*DIRECTIONS FOR THIS TASK:*
Can you pull out every line of the records below that contains the string "water", copying each one in full? Matches must have the same capitalization.

*A block of data:*
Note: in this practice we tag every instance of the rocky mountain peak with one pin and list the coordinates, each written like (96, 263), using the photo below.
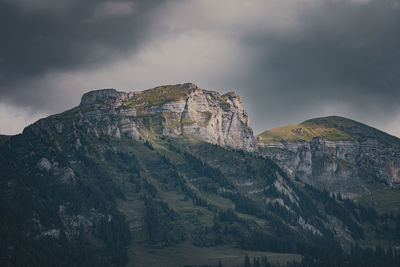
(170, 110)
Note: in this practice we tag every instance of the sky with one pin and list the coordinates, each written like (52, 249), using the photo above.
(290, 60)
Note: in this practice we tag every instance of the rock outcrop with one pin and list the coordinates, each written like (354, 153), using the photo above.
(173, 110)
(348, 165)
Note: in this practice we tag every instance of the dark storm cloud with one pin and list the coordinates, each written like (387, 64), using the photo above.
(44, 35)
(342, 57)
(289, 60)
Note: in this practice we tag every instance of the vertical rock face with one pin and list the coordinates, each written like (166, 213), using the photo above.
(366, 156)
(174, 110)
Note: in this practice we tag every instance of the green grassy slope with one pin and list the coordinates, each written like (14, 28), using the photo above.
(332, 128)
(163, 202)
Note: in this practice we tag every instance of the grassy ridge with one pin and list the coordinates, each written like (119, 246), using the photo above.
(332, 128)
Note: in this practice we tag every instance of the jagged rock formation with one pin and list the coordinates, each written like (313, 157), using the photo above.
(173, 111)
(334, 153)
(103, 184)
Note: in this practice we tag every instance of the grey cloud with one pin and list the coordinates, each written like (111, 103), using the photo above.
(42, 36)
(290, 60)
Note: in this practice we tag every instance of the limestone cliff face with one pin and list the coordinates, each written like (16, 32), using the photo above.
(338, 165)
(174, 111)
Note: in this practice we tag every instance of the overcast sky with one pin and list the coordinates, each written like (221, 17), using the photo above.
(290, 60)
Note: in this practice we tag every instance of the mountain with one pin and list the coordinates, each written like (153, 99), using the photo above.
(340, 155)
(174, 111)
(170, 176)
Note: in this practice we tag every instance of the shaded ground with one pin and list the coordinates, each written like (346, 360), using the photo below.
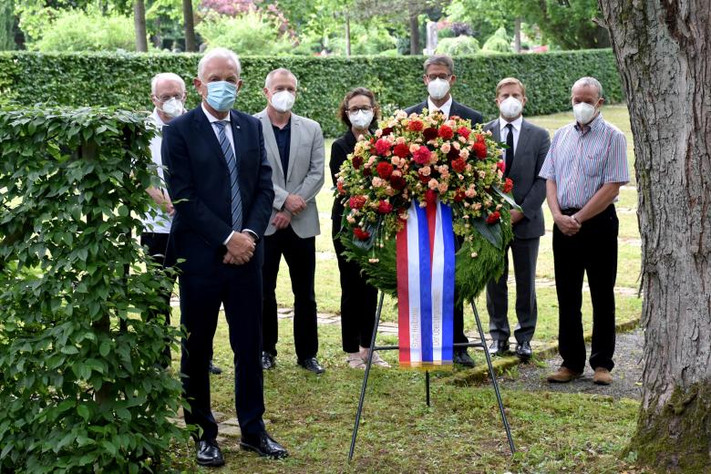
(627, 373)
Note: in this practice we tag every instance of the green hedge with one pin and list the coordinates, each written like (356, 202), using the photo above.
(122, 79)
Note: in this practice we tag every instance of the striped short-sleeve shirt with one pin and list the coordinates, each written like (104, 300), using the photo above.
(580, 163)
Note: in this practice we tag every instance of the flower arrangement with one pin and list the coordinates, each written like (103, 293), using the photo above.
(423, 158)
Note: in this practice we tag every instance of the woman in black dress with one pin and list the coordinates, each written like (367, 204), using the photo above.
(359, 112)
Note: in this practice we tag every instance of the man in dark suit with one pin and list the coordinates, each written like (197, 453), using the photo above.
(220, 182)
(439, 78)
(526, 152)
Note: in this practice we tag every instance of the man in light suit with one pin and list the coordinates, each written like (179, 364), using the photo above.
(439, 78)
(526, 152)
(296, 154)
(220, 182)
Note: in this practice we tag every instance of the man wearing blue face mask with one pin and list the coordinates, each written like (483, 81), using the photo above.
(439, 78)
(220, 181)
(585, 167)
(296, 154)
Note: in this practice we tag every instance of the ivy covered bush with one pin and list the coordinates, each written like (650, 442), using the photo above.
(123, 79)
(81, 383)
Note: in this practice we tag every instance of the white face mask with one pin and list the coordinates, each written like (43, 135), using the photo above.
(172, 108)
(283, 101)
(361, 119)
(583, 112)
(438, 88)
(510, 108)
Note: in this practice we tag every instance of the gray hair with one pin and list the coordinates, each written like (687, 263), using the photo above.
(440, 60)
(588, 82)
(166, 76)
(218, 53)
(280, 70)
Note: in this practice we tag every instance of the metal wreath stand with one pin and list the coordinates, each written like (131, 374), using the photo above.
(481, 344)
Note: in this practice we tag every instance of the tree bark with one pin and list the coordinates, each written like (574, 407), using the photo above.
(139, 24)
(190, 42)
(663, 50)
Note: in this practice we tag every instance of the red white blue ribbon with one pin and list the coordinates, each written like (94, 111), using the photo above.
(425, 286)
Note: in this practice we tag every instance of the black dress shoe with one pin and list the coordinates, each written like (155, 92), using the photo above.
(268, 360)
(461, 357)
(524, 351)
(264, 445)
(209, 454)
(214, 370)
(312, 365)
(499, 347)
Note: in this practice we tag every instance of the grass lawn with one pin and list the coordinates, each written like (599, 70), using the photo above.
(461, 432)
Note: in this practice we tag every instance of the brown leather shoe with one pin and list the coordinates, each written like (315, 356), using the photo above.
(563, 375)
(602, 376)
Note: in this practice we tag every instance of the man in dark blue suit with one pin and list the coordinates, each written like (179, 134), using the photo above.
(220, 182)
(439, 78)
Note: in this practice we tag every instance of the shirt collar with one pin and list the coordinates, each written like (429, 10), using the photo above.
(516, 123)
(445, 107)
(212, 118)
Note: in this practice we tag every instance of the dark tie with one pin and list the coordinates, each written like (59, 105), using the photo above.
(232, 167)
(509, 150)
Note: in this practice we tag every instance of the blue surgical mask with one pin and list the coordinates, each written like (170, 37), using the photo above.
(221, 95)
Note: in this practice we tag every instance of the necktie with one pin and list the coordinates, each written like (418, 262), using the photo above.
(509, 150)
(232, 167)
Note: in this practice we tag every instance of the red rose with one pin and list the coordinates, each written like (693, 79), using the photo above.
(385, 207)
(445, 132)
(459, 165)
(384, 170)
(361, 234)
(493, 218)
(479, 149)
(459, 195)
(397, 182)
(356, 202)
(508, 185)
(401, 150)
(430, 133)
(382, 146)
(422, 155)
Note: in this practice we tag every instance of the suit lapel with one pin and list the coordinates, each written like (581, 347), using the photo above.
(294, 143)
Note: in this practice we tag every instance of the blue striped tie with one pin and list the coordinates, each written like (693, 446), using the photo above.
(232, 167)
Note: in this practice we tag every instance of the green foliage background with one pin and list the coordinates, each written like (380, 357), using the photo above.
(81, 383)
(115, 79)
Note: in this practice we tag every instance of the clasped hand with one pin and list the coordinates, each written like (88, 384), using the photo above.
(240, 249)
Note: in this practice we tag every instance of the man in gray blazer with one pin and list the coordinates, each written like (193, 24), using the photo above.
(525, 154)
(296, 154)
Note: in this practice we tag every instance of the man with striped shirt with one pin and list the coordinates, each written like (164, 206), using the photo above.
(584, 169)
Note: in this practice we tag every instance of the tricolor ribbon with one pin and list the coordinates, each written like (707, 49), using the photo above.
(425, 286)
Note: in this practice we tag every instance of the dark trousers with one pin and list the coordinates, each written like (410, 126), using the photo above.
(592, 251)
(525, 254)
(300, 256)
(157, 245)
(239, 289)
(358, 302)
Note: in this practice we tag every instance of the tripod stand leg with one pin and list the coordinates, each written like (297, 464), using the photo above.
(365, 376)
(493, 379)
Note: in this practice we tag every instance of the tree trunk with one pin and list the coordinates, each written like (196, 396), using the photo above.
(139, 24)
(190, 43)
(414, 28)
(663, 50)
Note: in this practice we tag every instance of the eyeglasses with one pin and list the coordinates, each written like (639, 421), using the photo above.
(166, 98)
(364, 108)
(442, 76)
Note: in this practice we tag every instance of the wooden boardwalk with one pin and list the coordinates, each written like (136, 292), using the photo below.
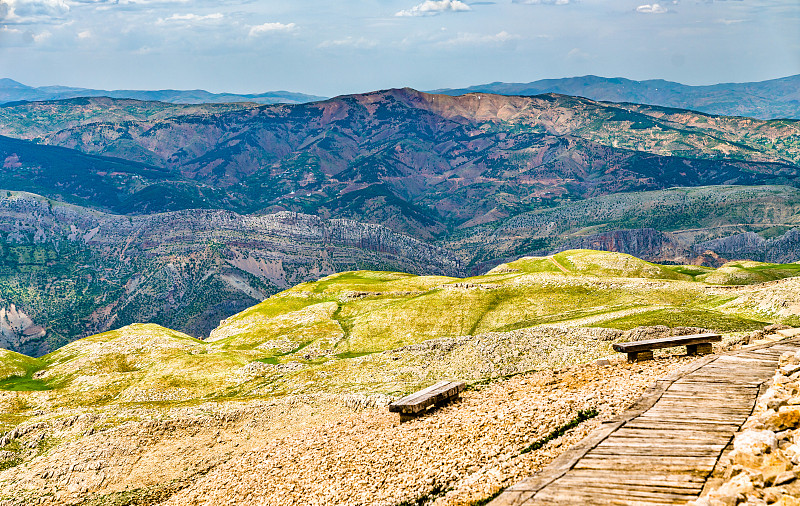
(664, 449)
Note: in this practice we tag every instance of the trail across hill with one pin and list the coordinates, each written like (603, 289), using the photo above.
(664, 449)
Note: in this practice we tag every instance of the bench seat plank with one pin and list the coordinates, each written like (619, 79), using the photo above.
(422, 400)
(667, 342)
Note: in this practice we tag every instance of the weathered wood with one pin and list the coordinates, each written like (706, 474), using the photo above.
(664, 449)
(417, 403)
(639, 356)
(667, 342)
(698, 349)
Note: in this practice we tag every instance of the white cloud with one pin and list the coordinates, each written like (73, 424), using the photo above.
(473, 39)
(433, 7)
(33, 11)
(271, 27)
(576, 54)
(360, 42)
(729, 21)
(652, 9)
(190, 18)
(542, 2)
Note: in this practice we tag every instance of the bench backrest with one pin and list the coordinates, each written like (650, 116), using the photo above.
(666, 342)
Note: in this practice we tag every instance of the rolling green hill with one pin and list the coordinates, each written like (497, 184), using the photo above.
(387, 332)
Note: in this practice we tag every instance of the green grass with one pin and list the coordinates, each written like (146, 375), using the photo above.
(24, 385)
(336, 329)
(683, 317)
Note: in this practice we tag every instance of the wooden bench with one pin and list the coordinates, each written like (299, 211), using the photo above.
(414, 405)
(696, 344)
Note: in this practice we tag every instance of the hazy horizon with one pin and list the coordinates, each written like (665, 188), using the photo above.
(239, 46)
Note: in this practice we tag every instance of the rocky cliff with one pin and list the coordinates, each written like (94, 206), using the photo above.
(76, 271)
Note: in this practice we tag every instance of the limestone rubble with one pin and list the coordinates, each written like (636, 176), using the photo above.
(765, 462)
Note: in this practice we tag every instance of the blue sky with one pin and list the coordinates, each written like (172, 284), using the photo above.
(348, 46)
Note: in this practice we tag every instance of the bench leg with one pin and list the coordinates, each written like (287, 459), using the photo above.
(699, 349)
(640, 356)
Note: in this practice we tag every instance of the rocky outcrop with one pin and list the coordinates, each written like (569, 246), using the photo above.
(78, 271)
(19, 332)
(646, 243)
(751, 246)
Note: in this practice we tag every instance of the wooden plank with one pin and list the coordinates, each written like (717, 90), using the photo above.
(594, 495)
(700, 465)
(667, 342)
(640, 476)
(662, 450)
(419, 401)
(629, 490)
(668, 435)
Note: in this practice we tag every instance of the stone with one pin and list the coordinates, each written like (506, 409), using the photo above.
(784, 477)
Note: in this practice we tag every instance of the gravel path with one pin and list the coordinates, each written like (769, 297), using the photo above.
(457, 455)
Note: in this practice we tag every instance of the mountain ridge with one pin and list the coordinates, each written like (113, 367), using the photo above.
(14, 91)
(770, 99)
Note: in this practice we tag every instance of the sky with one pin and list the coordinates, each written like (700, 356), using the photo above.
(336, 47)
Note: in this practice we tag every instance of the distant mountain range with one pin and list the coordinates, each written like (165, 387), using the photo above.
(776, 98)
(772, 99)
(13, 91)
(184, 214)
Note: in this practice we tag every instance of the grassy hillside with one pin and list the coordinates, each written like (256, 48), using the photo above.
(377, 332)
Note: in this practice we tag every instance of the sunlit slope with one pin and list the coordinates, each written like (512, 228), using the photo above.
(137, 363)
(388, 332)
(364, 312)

---

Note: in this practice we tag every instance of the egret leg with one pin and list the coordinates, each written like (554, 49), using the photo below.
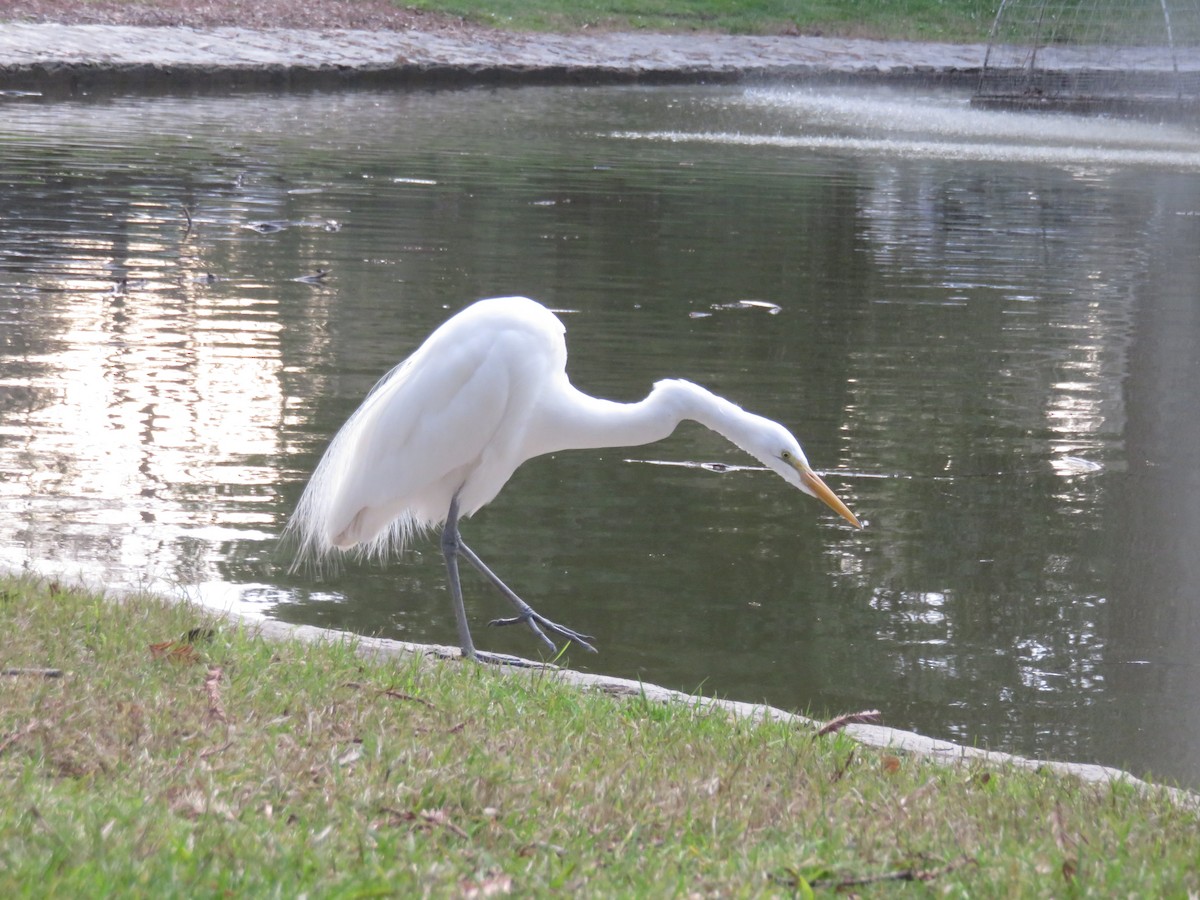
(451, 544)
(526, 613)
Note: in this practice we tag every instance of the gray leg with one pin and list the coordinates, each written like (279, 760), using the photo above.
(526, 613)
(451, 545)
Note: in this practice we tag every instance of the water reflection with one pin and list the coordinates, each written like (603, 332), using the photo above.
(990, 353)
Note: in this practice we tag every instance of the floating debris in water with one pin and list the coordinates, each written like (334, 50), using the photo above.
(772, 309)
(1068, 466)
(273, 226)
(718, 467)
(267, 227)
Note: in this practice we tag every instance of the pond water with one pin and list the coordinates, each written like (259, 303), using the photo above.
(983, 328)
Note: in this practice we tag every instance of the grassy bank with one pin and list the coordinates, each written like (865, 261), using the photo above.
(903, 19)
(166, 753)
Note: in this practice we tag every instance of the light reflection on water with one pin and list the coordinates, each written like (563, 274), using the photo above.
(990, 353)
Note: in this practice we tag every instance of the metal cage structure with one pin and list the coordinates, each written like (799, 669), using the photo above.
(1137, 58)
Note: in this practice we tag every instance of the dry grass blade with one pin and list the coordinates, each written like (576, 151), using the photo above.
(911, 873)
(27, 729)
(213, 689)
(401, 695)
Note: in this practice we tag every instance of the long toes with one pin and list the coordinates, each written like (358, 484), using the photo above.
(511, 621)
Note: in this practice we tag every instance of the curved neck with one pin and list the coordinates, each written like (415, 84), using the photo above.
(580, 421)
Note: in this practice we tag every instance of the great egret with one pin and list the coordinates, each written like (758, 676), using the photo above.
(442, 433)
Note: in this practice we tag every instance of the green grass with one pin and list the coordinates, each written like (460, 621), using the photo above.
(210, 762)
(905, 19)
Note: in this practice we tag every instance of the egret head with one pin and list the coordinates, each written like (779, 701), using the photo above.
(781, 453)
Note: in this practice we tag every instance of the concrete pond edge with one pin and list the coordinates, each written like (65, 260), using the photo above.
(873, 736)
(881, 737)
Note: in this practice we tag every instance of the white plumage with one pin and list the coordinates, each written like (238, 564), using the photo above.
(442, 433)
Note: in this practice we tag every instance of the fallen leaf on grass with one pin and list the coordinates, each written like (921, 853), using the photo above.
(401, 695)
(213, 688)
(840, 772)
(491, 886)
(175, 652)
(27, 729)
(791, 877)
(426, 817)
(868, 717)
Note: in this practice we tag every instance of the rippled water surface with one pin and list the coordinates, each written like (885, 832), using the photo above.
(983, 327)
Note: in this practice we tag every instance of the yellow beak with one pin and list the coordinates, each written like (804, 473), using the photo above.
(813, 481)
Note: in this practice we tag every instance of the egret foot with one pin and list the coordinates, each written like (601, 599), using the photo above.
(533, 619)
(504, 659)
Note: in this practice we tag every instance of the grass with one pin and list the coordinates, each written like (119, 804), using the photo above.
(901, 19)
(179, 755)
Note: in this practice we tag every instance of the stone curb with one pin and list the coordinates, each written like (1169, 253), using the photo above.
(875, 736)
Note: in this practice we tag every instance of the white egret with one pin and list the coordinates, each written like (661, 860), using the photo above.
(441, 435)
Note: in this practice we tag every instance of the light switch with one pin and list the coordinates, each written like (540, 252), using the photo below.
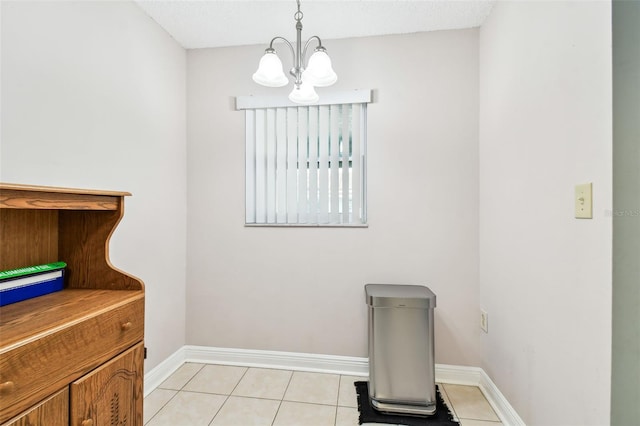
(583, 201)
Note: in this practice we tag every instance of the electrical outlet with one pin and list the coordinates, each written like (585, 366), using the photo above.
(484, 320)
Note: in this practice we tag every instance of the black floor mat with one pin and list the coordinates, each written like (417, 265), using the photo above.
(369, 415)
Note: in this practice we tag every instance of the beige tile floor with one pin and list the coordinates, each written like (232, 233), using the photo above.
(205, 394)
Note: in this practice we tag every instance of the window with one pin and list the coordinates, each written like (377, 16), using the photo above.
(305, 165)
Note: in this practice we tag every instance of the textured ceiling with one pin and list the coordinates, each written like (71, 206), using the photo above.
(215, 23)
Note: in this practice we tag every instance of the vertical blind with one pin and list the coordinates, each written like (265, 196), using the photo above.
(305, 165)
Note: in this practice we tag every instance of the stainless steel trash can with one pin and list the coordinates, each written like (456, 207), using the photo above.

...

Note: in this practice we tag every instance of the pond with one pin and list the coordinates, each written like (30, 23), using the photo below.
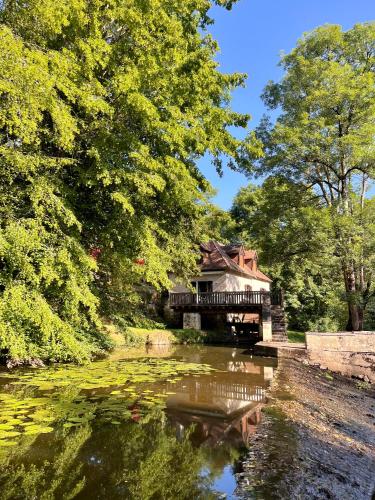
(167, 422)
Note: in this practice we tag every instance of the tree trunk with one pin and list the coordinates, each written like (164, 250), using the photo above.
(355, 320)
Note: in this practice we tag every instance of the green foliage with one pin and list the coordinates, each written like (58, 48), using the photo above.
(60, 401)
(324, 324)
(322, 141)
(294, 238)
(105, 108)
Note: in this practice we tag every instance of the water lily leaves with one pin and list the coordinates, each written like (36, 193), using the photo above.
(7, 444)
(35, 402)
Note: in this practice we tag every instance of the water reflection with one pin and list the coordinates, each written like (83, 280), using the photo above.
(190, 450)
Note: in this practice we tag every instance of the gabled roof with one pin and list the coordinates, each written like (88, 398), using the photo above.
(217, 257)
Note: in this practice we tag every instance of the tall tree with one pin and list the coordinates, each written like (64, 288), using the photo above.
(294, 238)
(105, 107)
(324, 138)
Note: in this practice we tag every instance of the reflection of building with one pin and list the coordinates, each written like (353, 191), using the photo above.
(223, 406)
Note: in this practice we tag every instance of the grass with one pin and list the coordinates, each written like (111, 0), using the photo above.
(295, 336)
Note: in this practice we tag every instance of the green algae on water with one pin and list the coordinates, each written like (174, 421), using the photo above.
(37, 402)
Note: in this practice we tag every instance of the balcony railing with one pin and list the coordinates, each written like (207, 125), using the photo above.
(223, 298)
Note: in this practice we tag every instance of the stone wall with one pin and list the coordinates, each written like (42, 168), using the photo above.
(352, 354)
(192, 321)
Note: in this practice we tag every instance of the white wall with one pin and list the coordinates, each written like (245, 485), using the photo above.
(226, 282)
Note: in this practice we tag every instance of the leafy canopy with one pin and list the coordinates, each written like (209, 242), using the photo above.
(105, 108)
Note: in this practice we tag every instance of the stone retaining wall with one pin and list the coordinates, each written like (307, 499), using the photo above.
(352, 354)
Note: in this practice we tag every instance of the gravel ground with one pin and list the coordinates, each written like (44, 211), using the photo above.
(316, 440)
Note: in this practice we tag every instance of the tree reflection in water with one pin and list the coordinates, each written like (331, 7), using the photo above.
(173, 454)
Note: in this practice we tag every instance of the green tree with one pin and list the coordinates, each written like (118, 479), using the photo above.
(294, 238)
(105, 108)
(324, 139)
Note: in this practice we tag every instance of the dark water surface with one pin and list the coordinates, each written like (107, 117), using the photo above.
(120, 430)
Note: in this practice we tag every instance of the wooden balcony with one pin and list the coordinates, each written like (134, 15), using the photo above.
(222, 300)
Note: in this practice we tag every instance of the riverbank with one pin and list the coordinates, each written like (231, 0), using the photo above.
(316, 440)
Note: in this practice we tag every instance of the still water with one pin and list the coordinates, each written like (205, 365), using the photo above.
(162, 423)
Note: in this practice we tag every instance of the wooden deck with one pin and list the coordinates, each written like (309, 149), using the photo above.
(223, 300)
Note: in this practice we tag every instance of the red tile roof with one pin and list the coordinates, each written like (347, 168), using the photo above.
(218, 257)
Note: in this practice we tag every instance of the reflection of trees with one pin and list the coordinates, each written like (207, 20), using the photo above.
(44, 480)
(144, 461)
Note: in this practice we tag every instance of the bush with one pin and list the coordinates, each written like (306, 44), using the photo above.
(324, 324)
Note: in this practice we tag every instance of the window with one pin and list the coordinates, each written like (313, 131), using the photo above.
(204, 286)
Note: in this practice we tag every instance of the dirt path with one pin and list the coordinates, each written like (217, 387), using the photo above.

*RESPONSE TO THE EXERCISE:*
Note: in this practice we tag every instance of the water reflection with one pin and list the coordinates, each written like (603, 332), using the photo above.
Note: in this practice we tag every instance of the floating debris in water with one pin and list the coordinates, each written like (334, 50), using the photo above.
Note: in this practice we tag every instance of the pond water with one pin and list the coordinates, each written like (259, 303), using the photo above.
Note: in this practice we tag every instance of the light reflection on water with one pin and list the coordinates, each written like (563, 274), using the photo above.
Note: in this practice we tag every instance of the rippled water surface with one pin and list the coordinates, each written like (885, 832), using the photo above.
Note: in this practice we tag every instance of the water lily leaves with one pin and list the coordinates, each written like (36, 193), using the photo above.
Note: in this practice we tag every instance of the water reflection with one pin and list the coordinates, each written like (83, 280), using the photo above.
Note: in this practice we tag every instance of the green algae on water with one pin and list the coordinates, each written like (174, 421), using the photo above.
Note: in this practice we tag every instance of the tree reflection in water with one pin and list the coordinates, each written like (331, 7), using the photo above.
Note: in this practice we tag every instance of the dark water surface with one pin and list the coordinates, each written like (107, 117), using the photo above.
Note: in this practice we tag every instance of the still water with one pin and list the coordinates, each written like (205, 365), using the photo above.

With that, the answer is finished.